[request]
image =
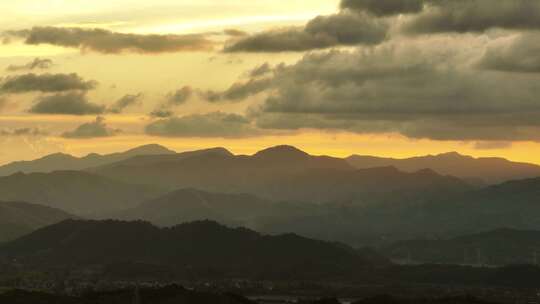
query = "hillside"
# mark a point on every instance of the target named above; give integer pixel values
(498, 247)
(201, 245)
(489, 170)
(512, 204)
(76, 192)
(187, 205)
(280, 173)
(60, 161)
(163, 295)
(18, 219)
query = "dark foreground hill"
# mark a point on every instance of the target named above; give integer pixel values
(195, 246)
(164, 295)
(18, 219)
(60, 161)
(498, 247)
(490, 169)
(77, 192)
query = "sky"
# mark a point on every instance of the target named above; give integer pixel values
(394, 78)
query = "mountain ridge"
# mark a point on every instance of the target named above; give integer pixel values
(492, 170)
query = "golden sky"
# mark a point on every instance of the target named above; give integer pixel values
(326, 88)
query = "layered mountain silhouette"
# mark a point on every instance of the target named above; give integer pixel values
(489, 170)
(60, 161)
(279, 173)
(498, 247)
(195, 246)
(18, 219)
(76, 192)
(187, 205)
(512, 204)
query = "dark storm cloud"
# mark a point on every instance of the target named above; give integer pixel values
(384, 7)
(215, 124)
(37, 63)
(68, 104)
(105, 41)
(97, 128)
(45, 83)
(342, 29)
(127, 101)
(521, 55)
(476, 16)
(33, 132)
(238, 91)
(402, 89)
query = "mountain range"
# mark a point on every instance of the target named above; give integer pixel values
(76, 192)
(196, 246)
(281, 173)
(497, 247)
(18, 219)
(66, 162)
(490, 170)
(512, 204)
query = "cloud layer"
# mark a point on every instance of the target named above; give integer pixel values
(216, 124)
(95, 129)
(37, 63)
(66, 104)
(108, 42)
(46, 83)
(342, 29)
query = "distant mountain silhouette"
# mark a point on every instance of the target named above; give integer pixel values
(279, 173)
(60, 161)
(18, 219)
(512, 204)
(198, 246)
(491, 170)
(76, 192)
(189, 205)
(498, 247)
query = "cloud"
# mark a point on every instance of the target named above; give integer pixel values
(342, 29)
(127, 101)
(97, 128)
(492, 145)
(238, 91)
(37, 63)
(235, 33)
(384, 7)
(31, 132)
(462, 16)
(45, 83)
(415, 89)
(3, 103)
(67, 104)
(521, 54)
(108, 42)
(161, 113)
(180, 96)
(261, 70)
(216, 124)
(174, 99)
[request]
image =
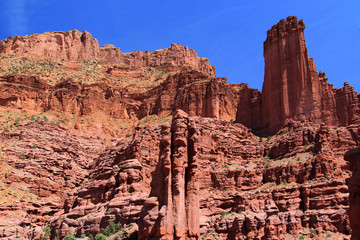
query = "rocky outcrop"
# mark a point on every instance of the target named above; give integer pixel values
(201, 177)
(353, 157)
(76, 46)
(46, 161)
(293, 89)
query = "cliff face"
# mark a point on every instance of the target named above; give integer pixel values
(165, 158)
(207, 178)
(76, 46)
(293, 89)
(353, 157)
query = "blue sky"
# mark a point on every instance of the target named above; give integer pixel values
(229, 33)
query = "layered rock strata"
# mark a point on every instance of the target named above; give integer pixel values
(353, 157)
(76, 46)
(293, 89)
(201, 177)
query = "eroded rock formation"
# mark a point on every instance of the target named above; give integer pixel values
(293, 89)
(199, 174)
(76, 46)
(353, 157)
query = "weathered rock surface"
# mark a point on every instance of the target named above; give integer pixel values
(353, 157)
(76, 46)
(203, 177)
(200, 176)
(293, 89)
(47, 161)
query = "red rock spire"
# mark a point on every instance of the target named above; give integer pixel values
(292, 89)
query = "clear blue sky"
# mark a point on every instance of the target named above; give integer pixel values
(229, 33)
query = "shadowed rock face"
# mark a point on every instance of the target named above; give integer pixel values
(76, 46)
(293, 89)
(353, 157)
(200, 175)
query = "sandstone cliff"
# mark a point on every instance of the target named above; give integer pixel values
(293, 89)
(76, 46)
(91, 136)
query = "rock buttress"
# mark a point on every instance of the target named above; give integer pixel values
(175, 212)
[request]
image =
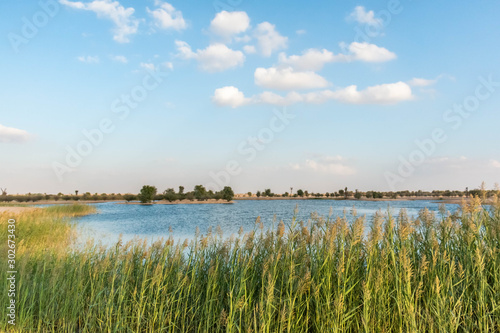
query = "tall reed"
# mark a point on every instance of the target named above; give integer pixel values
(438, 272)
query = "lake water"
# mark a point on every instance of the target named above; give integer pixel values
(153, 222)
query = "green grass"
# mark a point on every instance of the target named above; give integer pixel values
(434, 273)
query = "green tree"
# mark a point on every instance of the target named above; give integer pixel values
(170, 195)
(147, 194)
(200, 193)
(227, 193)
(129, 197)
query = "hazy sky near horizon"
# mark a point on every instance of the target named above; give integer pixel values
(105, 96)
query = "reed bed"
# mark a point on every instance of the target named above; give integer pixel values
(436, 273)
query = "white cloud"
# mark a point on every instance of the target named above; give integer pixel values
(125, 23)
(314, 59)
(370, 52)
(13, 135)
(288, 79)
(383, 94)
(147, 66)
(334, 165)
(360, 15)
(167, 17)
(249, 49)
(230, 96)
(119, 58)
(227, 24)
(268, 39)
(215, 58)
(495, 163)
(168, 65)
(418, 82)
(89, 59)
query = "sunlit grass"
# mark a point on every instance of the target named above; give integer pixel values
(433, 273)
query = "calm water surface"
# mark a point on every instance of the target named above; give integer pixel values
(153, 222)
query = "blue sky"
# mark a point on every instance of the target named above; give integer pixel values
(383, 95)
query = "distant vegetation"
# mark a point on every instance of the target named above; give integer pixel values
(435, 273)
(200, 193)
(146, 195)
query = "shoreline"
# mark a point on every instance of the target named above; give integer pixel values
(178, 202)
(454, 200)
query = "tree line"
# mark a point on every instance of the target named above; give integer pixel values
(149, 193)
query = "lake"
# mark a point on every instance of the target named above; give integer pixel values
(154, 221)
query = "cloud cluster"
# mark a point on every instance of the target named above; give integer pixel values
(362, 16)
(228, 24)
(167, 17)
(314, 59)
(13, 135)
(123, 19)
(383, 94)
(288, 79)
(89, 59)
(215, 58)
(333, 165)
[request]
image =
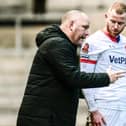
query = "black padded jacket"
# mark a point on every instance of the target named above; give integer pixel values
(52, 91)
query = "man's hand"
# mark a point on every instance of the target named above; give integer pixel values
(115, 75)
(97, 119)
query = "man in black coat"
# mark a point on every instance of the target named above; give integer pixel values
(52, 92)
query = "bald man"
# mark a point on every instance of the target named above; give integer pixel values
(52, 91)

----

■ The task: Nothing but the records above, exact and without pictures, should appear in the answer.

■ Problem solution:
[request]
image =
query = "hillside"
# mark a point on every instance of the target named above; give integer pixel values
(498, 247)
(201, 245)
(489, 170)
(512, 204)
(76, 192)
(187, 205)
(280, 173)
(60, 161)
(163, 295)
(18, 219)
query = "dark foreground hill"
# mark a point on every instance of the target named above; give integer pixel values
(195, 246)
(164, 295)
(18, 219)
(60, 161)
(498, 247)
(490, 169)
(77, 192)
query = "sky"
# mark a point on every instance of the target named above; give integer pixel values
(394, 78)
query = "mountain ridge"
# mark a point on every instance of the target named above; give integer pixel values
(492, 170)
query = "golden sky"
# mark a point on every instance of the target named above; give integer pixel values
(326, 88)
query = "layered mountain silhouette"
# mark a point on every instance of the target named above; give integer pixel values
(489, 170)
(60, 161)
(279, 173)
(498, 247)
(195, 246)
(18, 219)
(76, 192)
(187, 205)
(512, 204)
query = "dark storm cloud"
# mark a point on every instance of the target named above; give integer pixel values
(384, 7)
(215, 124)
(37, 63)
(68, 104)
(105, 41)
(97, 128)
(45, 83)
(342, 29)
(127, 101)
(521, 55)
(476, 16)
(33, 132)
(238, 91)
(402, 89)
query = "mountain range"
# mark a point on every instance of the target named above; give integer pixel values
(76, 192)
(196, 246)
(281, 173)
(497, 247)
(18, 219)
(66, 162)
(490, 170)
(512, 204)
query = "cloud layer"
# mark a point on every instance of the target named above; give integer pixel values
(216, 124)
(95, 129)
(37, 63)
(66, 104)
(108, 42)
(46, 83)
(342, 29)
query = "distant mountain silhouette"
# mark a point on every instance of the target named above; give integer pixel values
(279, 173)
(60, 161)
(18, 219)
(512, 204)
(198, 246)
(491, 170)
(76, 192)
(189, 205)
(498, 247)
query = "cloud"
# mark a point on every instance of the target named above; give integer pixel values
(342, 29)
(127, 101)
(97, 128)
(492, 145)
(238, 91)
(37, 63)
(235, 33)
(384, 7)
(31, 132)
(462, 16)
(45, 83)
(415, 89)
(3, 103)
(67, 104)
(521, 54)
(108, 42)
(161, 113)
(180, 96)
(261, 70)
(216, 124)
(174, 99)
[request]
image =
query = "rocky outcrop"
# mark a point on every instance of the target named above; give integer pixel values
(201, 177)
(353, 157)
(76, 46)
(46, 161)
(293, 89)
query = "cliff face"
# mark a point on every instance of the target named above; give integer pixel values
(165, 158)
(207, 178)
(76, 46)
(293, 89)
(353, 157)
query = "blue sky"
# mark a point on every instance of the target named above; give integer pixel values
(229, 33)
query = "layered rock strata"
# mark a point on every instance of the target named above; give integer pixel values
(353, 157)
(76, 46)
(293, 89)
(201, 177)
query = "eroded rock formation"
# mark a point on every instance of the target named above; give integer pixel values
(293, 89)
(199, 174)
(76, 46)
(353, 157)
query = "weathered rock surface"
# mark a point on every instance of the target named above; give integer pixel values
(353, 157)
(76, 46)
(203, 177)
(200, 176)
(293, 89)
(47, 161)
query = "red rock spire"
# mark a point on every instance of the target named above; give integer pixel values
(292, 89)
query = "clear blue sky"
# mark a point on every instance of the target named above; give integer pixel values
(229, 33)
query = "shadowed rock face"
# mark a point on every instance of the target named above; give integer pixel values
(76, 46)
(293, 89)
(353, 157)
(200, 175)
query = "sandstone cliff"
# mark a point on every instance of the target named above; give integer pixel values
(293, 89)
(76, 46)
(91, 136)
query = "rock buttress"
# mark a point on every instance of the target named above; give integer pixel values
(175, 212)
[request]
image =
query = "tall reed"
# mark a point on every instance of the target named above; give integer pixel values
(438, 272)
query = "lake water"
# mark a point on every instance of the target named above; give integer pixel values
(153, 222)
query = "green grass"
# mark a point on every instance of the target named above; give integer pixel values
(434, 273)
query = "green tree"
# mark a point on every instance of the target named above; give integer pixel values
(170, 195)
(147, 194)
(200, 193)
(227, 193)
(129, 197)
query = "hazy sky near horizon"
# mark a point on every instance of the target named above; give integer pixel values
(105, 96)
query = "reed bed"
# mark a point on every instance of the target named above; give integer pixel values
(436, 273)
query = "white cloud"
# mark a point on every instance of the target named above; give integer pixel values
(125, 23)
(314, 59)
(370, 52)
(13, 135)
(288, 79)
(383, 94)
(147, 66)
(334, 165)
(360, 15)
(167, 17)
(249, 49)
(230, 96)
(119, 58)
(227, 24)
(268, 39)
(215, 58)
(495, 163)
(168, 65)
(418, 82)
(89, 59)
query = "sunlit grass"
# mark a point on every instance of the target named above; give integer pixel values
(433, 273)
query = "calm water surface"
# mark a point on every instance of the target named above; give integer pixel values
(153, 222)
query = "blue sky"
# mark a point on every instance of the target named above; give integer pixel values
(383, 95)
query = "distant vegetation"
# mark a point on every instance of the target named above; give integer pixel values
(435, 273)
(200, 193)
(146, 195)
query = "shoreline"
# mark a point on every instance of the target named above; give integer pixel values
(178, 202)
(454, 200)
query = "tree line"
# mark a point on every instance of the target named above; give integer pixel values
(149, 193)
query = "lake"
# mark a point on every instance of the target named above; give integer pixel values
(154, 221)
query = "cloud cluster"
# mark a point on every instance of the target named above; give integer pixel values
(362, 16)
(228, 24)
(167, 17)
(314, 59)
(13, 135)
(123, 19)
(383, 94)
(288, 79)
(89, 59)
(215, 58)
(333, 165)
[request]
image =
query = "black padded jacket"
# mark a point on every instance of the target named above; give integer pixel values
(52, 91)
query = "man's hand"
# mark a point on every instance of the target named above; give integer pixel values
(115, 75)
(97, 119)
query = "man in black coat"
# mark a point on every instance of the target named above; give integer pixel values
(52, 92)
query = "bald man"
# mark a point on every instance of the target named above; give integer pixel values
(52, 91)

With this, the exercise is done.